> [Stated goal 1]
Decide whether each statement agrees with the Form 8-K cover page that follows. Answer yes or no for each, and quote the words of the cover page that decide it.
(a) The earliest event reported took place on April 1, 2020.
(b) The registrant's principal executive offices are in Phoenix.
(c) The registrant's name or address has changed since its last report.
> [Stated goal 2]
Translate this sentence from the Form 8-K cover page into Spanish: "Check the appropriate box below if the Form 8-K filing is intended to simultaneously satisfy the filing obligation of the registrant under any of the following provisions:"

> [Document section]
=-=-=
Attached files

file filename
EX-99.1 - EXHIBIT 99.1 - UNIVERSAL TECHNICAL INSTITUTE INCex991-boardchangespressrel.htm


UNITED STATES
SECURITIES AND EXCHANGE COMMISSION
WASHINGTON, D.C. 20549

FORM 8-K

CURRENT REPORT

PURSUANT TO SECTION 13 OR 15(d) OF THE SECURITIES EXCHANGE ACT OF 1934

Date of Report (Date of earliest event reported): April 1, 2020

UNIVERSAL TECHNICAL INSTITUTE, INC.
(Exact name of registrant as specified in its charter)
Delaware
1-31923
86-0226984
(State or other jurisdiction
of incorporation)
(Commission
File Number)
(IRS Employer
Identification No.)

16220 North Scottsdale Road, Suite 500
Scottsdale, AZ
(Address of principal executive offices)
85254
(Zip Code)

(623) 445-9500
(Registrant’s telephone number, including area code)

N/A
(Former name or former address, if changed since last report)
Check the appropriate box below if the Form 8-K filing is intended to simultaneously satisfy the filing obligation of the registrant under any of the following provisions:
¨    Written communications pursuant to Rule 425 under the Securities Act (17 CFR 230.425)
¨    Soliciting material pursuant to Rule 14a-12 under the Exchange Act (17 CFR 240.14a-12)
¨    Pre-commencement communications pursuant to Rule 14d-2(b) under the Exchange Act (17 CFR 240.14d-2(b))
¨    Pre-commencement communications pursuant to Rule 13e-4(c) under the Exchange Act (17 CFR 240.13e-4(c))
=-=-=
> [Data section]
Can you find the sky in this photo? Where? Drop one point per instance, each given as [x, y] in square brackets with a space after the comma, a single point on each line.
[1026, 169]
=-=-=
> [Exercise response 1]
(a) Yes: "Date of Report (Date of earliest event reported): April 1, 2020"
(b) No: "Scottsdale, AZ"
(c) No: "N/A"

> [Exercise response 2]
Marque la casilla correspondiente a continuación si la presentación del Formulario 8-K tiene por objeto cumplir simultáneamente la obligación de presentación del registrante conforme a cualquiera de las siguientes disposiciones: